(TASK GOAL) Transcribe exactly every line from the one with "Can you see the chrome alloy" to the last line of the listing below, including both.

(RECORDS FOR THIS TASK)
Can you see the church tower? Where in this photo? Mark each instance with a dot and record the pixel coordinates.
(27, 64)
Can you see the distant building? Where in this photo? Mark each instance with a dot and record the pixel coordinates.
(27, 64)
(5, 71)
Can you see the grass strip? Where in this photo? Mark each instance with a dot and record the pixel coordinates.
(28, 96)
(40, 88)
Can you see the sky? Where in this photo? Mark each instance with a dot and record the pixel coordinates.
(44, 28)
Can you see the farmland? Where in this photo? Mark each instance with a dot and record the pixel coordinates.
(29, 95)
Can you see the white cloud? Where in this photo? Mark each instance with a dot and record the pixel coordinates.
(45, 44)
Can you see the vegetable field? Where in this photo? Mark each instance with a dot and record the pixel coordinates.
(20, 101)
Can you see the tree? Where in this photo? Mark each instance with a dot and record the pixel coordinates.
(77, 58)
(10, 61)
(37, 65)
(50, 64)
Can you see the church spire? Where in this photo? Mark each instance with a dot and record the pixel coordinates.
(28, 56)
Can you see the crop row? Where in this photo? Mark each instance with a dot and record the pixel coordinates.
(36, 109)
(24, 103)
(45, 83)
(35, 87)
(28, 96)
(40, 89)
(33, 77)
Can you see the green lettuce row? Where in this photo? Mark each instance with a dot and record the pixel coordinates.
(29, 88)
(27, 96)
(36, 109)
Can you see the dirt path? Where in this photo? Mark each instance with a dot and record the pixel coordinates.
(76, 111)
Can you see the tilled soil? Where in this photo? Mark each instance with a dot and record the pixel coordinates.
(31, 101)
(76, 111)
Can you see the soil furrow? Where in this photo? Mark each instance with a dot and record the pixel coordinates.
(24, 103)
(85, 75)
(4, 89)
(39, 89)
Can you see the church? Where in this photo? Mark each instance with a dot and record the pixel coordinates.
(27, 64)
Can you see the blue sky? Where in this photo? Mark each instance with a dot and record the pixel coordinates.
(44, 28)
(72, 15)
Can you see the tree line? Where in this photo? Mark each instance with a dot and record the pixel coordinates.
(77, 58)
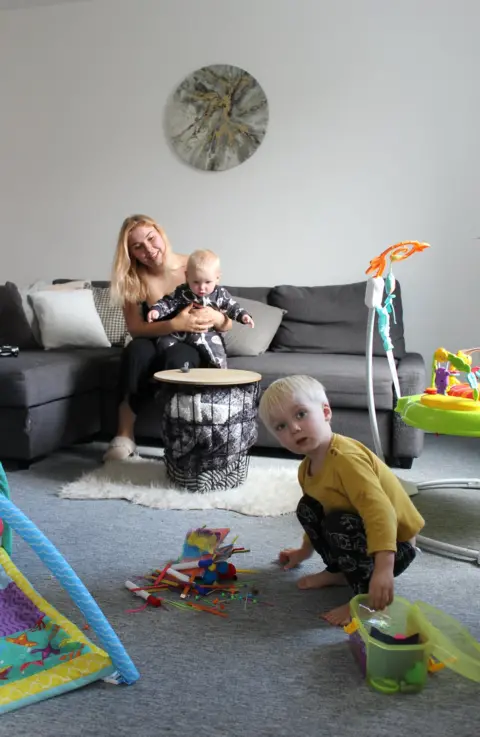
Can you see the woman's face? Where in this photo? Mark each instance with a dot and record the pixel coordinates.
(147, 245)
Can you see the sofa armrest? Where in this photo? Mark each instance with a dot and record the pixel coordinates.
(407, 442)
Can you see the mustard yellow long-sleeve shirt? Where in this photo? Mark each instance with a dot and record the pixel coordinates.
(353, 479)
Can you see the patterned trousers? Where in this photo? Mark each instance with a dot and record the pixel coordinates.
(340, 539)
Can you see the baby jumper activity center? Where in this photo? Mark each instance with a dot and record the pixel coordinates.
(397, 648)
(42, 653)
(450, 405)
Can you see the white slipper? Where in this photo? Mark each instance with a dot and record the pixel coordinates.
(119, 449)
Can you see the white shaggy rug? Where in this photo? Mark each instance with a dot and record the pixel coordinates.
(271, 488)
(269, 491)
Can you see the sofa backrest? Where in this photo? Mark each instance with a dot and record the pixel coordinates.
(330, 319)
(324, 319)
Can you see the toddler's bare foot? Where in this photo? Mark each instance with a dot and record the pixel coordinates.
(339, 617)
(322, 580)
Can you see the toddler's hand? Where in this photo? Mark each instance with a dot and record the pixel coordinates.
(381, 589)
(292, 557)
(247, 320)
(153, 315)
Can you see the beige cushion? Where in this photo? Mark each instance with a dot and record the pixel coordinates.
(68, 318)
(242, 340)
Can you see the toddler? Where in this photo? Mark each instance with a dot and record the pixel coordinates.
(201, 289)
(354, 510)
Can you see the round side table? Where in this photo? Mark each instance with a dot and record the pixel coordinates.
(209, 423)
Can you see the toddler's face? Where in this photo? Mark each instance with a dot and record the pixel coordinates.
(302, 426)
(202, 282)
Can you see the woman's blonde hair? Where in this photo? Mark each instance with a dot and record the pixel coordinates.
(127, 284)
(288, 390)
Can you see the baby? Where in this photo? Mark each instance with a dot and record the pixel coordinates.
(202, 290)
(354, 510)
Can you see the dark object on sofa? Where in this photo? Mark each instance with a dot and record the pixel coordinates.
(50, 399)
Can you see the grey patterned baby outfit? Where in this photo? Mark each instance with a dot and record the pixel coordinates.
(210, 344)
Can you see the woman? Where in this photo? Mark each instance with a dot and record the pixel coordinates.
(145, 269)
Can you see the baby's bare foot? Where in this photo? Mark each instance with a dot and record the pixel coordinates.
(322, 580)
(338, 617)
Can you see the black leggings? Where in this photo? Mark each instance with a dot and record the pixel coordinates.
(340, 539)
(141, 359)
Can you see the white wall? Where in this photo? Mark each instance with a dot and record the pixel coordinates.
(373, 138)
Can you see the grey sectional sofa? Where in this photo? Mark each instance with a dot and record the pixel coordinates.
(51, 399)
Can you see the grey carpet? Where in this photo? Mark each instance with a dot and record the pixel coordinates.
(275, 671)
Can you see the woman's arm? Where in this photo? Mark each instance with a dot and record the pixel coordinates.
(190, 321)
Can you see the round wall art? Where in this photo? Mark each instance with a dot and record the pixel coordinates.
(217, 117)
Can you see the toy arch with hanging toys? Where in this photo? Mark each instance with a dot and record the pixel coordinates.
(42, 653)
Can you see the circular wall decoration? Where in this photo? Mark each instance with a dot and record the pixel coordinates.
(217, 117)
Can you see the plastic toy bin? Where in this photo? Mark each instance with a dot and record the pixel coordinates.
(390, 668)
(397, 647)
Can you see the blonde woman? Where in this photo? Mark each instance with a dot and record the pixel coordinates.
(145, 269)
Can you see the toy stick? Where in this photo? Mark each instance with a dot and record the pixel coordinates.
(203, 608)
(188, 586)
(151, 600)
(187, 565)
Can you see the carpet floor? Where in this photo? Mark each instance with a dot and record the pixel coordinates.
(271, 671)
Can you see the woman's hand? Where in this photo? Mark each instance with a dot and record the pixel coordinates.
(218, 319)
(193, 320)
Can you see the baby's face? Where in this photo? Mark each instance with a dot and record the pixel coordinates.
(202, 282)
(302, 426)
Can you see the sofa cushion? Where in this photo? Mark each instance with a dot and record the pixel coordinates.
(260, 294)
(14, 326)
(37, 377)
(343, 378)
(242, 340)
(69, 318)
(330, 319)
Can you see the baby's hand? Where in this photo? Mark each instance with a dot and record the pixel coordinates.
(247, 320)
(153, 315)
(381, 589)
(292, 557)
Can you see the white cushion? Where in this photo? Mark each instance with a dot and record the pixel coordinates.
(68, 318)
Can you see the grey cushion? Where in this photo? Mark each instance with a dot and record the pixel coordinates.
(330, 319)
(342, 376)
(38, 377)
(242, 340)
(260, 294)
(14, 326)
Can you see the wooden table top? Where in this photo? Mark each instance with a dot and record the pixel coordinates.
(208, 377)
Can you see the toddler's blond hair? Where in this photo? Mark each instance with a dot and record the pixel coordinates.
(290, 389)
(203, 259)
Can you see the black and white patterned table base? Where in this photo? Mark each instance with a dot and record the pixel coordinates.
(207, 432)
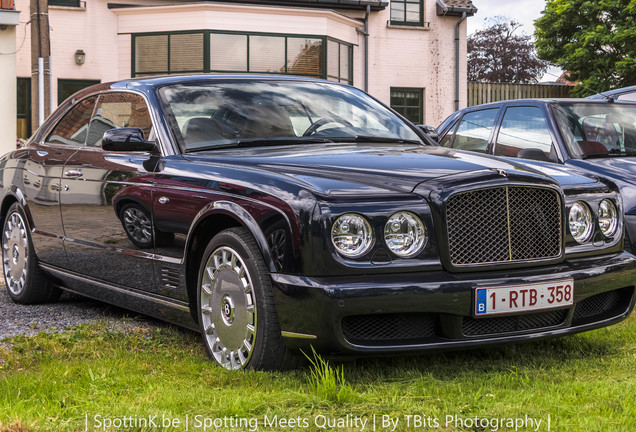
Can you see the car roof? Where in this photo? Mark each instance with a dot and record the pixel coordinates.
(546, 101)
(147, 84)
(159, 81)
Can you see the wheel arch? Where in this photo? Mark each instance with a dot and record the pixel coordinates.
(210, 221)
(15, 196)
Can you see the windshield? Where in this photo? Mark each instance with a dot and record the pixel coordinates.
(597, 130)
(223, 114)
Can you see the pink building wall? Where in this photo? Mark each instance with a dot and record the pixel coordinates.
(398, 57)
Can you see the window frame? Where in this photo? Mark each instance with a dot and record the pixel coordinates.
(420, 92)
(419, 23)
(207, 57)
(84, 83)
(489, 141)
(66, 3)
(50, 131)
(494, 138)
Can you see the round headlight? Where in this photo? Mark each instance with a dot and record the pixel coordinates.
(352, 236)
(405, 234)
(607, 217)
(580, 222)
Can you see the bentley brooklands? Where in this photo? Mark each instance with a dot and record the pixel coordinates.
(273, 214)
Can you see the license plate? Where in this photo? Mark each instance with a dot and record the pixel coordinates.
(521, 298)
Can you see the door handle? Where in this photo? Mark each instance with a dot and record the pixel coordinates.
(73, 173)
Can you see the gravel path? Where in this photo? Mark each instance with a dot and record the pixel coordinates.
(70, 310)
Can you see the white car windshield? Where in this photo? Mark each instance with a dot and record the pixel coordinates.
(220, 114)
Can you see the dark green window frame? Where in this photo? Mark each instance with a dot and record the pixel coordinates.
(402, 20)
(402, 106)
(341, 46)
(167, 70)
(207, 61)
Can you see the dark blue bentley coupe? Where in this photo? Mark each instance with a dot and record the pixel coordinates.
(273, 214)
(597, 136)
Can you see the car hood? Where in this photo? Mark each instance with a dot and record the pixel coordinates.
(335, 169)
(621, 170)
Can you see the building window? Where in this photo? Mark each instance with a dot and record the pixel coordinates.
(24, 108)
(292, 55)
(339, 62)
(409, 103)
(66, 88)
(407, 12)
(222, 52)
(161, 54)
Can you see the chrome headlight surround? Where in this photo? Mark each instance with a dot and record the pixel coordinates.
(608, 217)
(581, 222)
(405, 234)
(352, 235)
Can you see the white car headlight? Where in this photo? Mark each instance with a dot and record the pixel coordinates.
(580, 222)
(352, 235)
(607, 217)
(405, 234)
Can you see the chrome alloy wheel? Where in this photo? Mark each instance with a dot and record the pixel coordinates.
(137, 225)
(228, 308)
(15, 252)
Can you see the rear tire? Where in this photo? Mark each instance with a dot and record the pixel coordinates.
(235, 307)
(26, 282)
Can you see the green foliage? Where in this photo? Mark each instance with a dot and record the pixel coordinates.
(328, 382)
(593, 40)
(499, 54)
(58, 382)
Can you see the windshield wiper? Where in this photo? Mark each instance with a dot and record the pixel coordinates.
(376, 139)
(259, 142)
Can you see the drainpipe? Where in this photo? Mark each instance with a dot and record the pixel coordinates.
(51, 101)
(461, 20)
(40, 91)
(365, 32)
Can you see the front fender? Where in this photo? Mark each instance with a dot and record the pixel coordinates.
(242, 216)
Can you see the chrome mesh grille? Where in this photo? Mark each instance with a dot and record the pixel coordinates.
(503, 224)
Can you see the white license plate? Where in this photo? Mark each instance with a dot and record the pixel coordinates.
(520, 298)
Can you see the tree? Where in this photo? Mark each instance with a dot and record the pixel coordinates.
(497, 54)
(595, 41)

(RESULT BELOW)
Can you see the chrome alloy wheel? Where in this photo? Mark each instance with a dot and record the pixel coordinates.
(137, 225)
(228, 308)
(15, 252)
Can you see the rear tire? Where in this photo? Mark each instance with a dot and record the pixel coordinates.
(235, 307)
(26, 282)
Can you see the green foliage? Where in this photo? Mark each instance with a dot and record the pixel coordinates.
(328, 382)
(593, 40)
(499, 54)
(58, 382)
Can you see the windshield wiper? Where in this photo? Mark each instance with a dot and record the pixel coordinates.
(376, 139)
(259, 142)
Can you see the drainpipe? Where in this photo? Mark each instance with a dot and record the pixel coordinates.
(51, 101)
(461, 20)
(40, 91)
(365, 32)
Can you see the front fender? Where in this photo? Mark each instance with a dot and record the pixel coordinates.
(242, 216)
Can you see the chrome mesh grille? Where in this photo? Mark each instance with a dot and record the pixel coordinates.
(503, 224)
Can you see the white license plate? Where in this photo? Mark each instance with a dot and record the pixel coordinates.
(520, 298)
Can you see the tree? Where in this photo? Mark each instance with a dot and record the pixel coordinates.
(497, 54)
(595, 41)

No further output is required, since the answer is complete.